In the data below, locate each line with the word "person" and list it.

[Source data]
++++++++++++++++++++
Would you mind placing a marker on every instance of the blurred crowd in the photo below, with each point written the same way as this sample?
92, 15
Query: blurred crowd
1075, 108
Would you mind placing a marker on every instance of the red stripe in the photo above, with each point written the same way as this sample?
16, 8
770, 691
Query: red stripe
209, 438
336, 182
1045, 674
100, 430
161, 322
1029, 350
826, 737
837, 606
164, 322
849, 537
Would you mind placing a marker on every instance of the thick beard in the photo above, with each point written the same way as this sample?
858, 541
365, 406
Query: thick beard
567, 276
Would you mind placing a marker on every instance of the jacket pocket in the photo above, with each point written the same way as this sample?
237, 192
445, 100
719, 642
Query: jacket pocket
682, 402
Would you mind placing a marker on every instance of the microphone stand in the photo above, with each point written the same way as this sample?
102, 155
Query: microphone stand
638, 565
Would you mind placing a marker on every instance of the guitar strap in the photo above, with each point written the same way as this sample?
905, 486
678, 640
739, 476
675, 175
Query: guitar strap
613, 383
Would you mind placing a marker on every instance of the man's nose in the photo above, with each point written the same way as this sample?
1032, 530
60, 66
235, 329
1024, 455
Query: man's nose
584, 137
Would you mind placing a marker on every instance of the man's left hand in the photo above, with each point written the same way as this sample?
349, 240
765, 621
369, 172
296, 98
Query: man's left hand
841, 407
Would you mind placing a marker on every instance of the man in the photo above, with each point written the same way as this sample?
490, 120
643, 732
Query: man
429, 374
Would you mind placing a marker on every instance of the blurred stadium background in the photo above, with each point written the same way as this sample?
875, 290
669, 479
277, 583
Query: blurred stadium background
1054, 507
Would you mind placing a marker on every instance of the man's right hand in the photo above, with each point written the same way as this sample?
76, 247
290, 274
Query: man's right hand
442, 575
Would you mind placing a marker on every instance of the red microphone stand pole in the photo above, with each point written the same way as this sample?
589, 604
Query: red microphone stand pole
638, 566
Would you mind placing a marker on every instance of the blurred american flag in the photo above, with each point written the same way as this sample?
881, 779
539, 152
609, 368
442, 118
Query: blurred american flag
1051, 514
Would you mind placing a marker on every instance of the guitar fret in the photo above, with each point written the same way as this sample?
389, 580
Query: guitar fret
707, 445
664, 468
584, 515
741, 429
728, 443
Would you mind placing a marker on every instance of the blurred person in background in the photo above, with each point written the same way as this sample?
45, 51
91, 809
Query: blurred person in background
++++++++++++++++++++
▸ **Reply**
Would you mind placing a marker on every instance of the blurred person in background in the photo above, with each point written the same way as this sample?
Query: blurred person in background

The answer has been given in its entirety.